* **SET OF TASKS**
1) Using the passage on William Gibson's blogging, answer the following:
(a) According to Karlin Lillington, when will Gibson stop blogging?
(b) What does Gibson say would never grow if he exposed the things that interest or obsess him as he went along?
(c) In his blog, what does Gibson say trying to combine novelization and blogging would be like?
2) Extend the passage on William Gibson giving up blogging, picking up after its final sentence.

* **SELECTED TEXT**
According to Karlin Lillington, writing for the Irish Times, William Gibson will stop blogging when he starts writing his next novel. It sounds as though he needs privacy in order to write:
"I do know from doing it that it's not something I can do when I'm actually working. Somehow the ecology of writing novels wouldn't be able to exist if I'm in daily contact. If I expose things that interest or obsess me as I go along, there'd be no need to write the book. The sinews of narrative would never grow."
or, as he writes himself in his blog:
But, definitely, the ecology of novelization and the ecology of blogging couldn't coexist, for me. It would be like trying to boil water without a lid. Or, more like it, trying to run a steam engine without a lid. (I wonder if that would be the case for a native of the blogosphere -- for whom, as Lou Reed once said of heroin addicts, "the needle is a toothbrush"? Maybe not.)

* **PROVIDED MATERIAL**
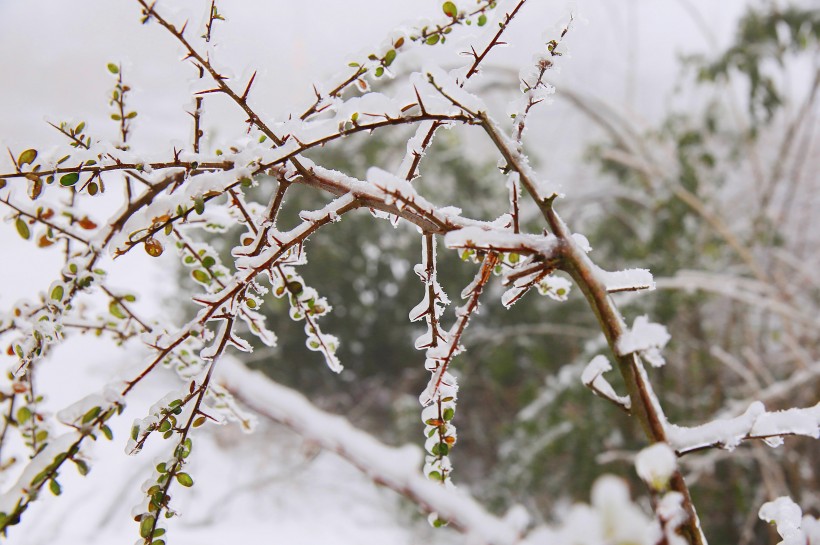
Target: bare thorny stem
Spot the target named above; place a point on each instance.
(569, 257)
(577, 264)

* **FINAL RESULTS**
1)
(a) When he starts writing his next novel.
(b) The sinews of narrative.
(c) Trying to boil water without a lid or, more like it, trying to run a steam engine without a lid.

2)
This is pretty much the opposite view to Steven Johnson's statement that he's been twice as productive in his other writing since he started blogging. But as I understand what Gibson says, for him the incompatibility of book-writing and blogging isn't that blogging takes time but that it's too public. Or too open, perhaps. He sounds rather like the individualist romantic genius who needs isolation to create great art, while the blogging ethos demands openness and social sharing of the process. I wonder if these opposed strategies are clichés, beliefs or just a sign of different personality types? I think I'm a native of the blogsphere - though I'm not sure about the toothbrush thing.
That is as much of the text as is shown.